Recent *'break-through'* cities:

1. 2007:   Oklahoma City  1.3 million (NBA - Oklahoma City Thunder)
2. 2000:   Columbus 2.0 million (NHL - Columbus Blue Jackets)
3. 2001:   Memphis  1.3 million  (NBA - Memphis Grizzlies)
4. 1997:   Raleigh-Durham  1.3 million  (NHL - Carolina Hurricanes)  Note:  Greensboro metro area (800,000) just 70 from Raleigh.
5. 1974:   Hartford  1.2 million  (loss NHL Hartford Whalers to Raleigh-Durham)

*Break-through* city:  City acquires their first major professional franchise (MLB, NFL, NBA, NHL).

*"Oklahoma City looks oh-so pretty... ...as I get my kicks on Route 66." --Nat King Cole.*

----------


## Laramie

Love traded to Cavaliers, joins LeBron




> Now the league's best player has another superstar as a running mate. Add in All-Star point guard Kyrie Irving and James again finds himself the ringleader of a star-studded trio after leaving Chris Bosh and Dwyane Wade behind with the Heat.

(Object detection data)
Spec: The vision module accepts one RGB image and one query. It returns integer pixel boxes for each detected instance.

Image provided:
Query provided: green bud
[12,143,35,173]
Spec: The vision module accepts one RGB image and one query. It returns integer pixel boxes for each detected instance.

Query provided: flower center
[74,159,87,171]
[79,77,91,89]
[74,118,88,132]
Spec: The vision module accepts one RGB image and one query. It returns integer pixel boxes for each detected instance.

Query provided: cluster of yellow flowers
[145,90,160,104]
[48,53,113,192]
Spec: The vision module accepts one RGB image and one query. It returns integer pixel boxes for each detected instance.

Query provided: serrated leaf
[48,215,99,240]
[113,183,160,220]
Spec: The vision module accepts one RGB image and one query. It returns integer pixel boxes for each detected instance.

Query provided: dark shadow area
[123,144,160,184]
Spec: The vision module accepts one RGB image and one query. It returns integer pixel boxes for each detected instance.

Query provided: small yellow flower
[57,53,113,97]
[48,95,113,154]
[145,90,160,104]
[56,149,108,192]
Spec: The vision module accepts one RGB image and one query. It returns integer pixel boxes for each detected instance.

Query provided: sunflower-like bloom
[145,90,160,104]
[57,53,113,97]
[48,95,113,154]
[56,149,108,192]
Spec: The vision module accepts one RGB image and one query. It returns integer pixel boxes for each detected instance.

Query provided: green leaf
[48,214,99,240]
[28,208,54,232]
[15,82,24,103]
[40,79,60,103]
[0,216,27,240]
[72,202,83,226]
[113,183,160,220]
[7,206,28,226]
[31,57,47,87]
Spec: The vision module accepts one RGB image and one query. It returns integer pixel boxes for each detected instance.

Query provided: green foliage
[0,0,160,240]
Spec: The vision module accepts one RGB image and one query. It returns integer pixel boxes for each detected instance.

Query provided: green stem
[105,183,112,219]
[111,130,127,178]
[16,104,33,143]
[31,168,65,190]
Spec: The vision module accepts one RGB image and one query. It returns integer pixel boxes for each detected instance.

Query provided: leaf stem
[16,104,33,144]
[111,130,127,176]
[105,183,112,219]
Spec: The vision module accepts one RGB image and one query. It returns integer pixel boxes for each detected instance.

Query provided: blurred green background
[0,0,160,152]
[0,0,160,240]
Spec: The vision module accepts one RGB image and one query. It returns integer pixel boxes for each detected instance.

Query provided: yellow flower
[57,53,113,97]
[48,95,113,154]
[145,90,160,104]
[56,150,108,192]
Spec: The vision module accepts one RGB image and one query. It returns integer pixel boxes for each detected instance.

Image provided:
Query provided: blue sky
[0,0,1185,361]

**Work to do**
(A) Write out the part of the forum excerpt that opens with the words containing "Love traded to" and closes with "with the Heat.".
(B) How many lines of the rows contain the word "green"? Reply with the number alone.
The forum excerpt and the rows come from unrelated sources.

**Answers given**
(A)
Love traded to Cavaliers, joins LeBron




> Now the league's best player has another superstar as a running mate. Add in All-Star point guard Kyrie Irving and James again finds himself the ringleader of a star-studded trio after leaving Chris Bosh and Dwyane Wade behind with the Heat.

(B) 5